[REQUIRED WORK]
From the data below, copy exactly the lines that lie between the one holding "Where can you see the bistro" and the one holding "Where can you see the light", including both, and nothing more.

Data records

──────────

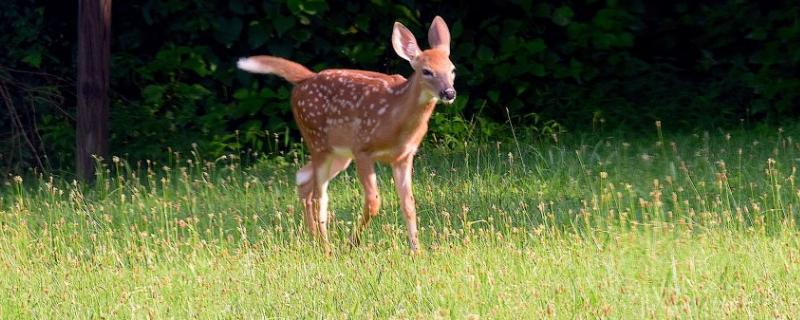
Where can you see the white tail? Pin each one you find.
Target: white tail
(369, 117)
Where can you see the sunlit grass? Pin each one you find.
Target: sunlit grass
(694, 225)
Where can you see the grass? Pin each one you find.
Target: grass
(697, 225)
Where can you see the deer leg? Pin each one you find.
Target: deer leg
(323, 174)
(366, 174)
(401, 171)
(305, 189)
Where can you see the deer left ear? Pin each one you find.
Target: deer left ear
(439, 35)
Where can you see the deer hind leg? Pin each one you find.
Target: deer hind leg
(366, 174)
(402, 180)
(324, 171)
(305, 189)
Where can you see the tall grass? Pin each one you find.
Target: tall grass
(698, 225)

──────────

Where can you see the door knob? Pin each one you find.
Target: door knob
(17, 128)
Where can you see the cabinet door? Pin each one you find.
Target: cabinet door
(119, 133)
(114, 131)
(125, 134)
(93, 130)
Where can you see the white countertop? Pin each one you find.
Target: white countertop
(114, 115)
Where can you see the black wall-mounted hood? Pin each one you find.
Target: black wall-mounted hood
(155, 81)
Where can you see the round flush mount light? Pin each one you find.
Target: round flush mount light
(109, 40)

──────────

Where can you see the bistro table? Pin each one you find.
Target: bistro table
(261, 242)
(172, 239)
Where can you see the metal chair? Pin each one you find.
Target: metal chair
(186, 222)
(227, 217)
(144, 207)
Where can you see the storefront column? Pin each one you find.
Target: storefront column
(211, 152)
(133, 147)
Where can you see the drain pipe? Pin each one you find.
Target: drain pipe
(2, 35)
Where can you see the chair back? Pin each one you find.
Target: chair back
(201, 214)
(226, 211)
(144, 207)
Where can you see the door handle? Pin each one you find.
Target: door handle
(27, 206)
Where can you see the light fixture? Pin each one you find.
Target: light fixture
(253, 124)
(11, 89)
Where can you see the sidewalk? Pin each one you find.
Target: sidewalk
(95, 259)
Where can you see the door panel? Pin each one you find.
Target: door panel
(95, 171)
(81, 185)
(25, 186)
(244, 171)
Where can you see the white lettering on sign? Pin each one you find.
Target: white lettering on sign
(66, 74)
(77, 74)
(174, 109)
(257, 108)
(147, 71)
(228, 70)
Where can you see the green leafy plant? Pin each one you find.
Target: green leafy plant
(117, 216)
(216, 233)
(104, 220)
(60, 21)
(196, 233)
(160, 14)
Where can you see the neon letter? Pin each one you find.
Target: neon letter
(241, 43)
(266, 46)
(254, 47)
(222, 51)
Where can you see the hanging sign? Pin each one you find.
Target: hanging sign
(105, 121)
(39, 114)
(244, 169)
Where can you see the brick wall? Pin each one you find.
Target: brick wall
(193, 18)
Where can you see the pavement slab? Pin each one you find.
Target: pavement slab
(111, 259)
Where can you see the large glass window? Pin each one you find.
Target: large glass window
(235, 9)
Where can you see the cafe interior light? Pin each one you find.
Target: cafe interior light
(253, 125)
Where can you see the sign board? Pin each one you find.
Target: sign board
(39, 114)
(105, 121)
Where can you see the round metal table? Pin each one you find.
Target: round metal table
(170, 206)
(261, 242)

──────────

[SOLUTION TO THE EXERCISE]
Where can you see the bistro table? Pin each one you find.
Target: bistro table
(261, 242)
(172, 239)
Where can you see the metal chair? Pin each one you find.
Target: metal chair
(186, 222)
(227, 217)
(144, 207)
Where can you see the storefront column? Pin each one you find.
Target: storefront column
(211, 152)
(133, 147)
Where can you see the drain pipe? Pin each one you find.
Target: drain pipe
(2, 35)
Where can you see the chair back? Pin each one you find.
Target: chair back
(201, 214)
(226, 211)
(144, 207)
Where can you see the door handle? Pin each one you find.
Target: door handle
(27, 206)
Where can you see the light fixture? Pin each one you find.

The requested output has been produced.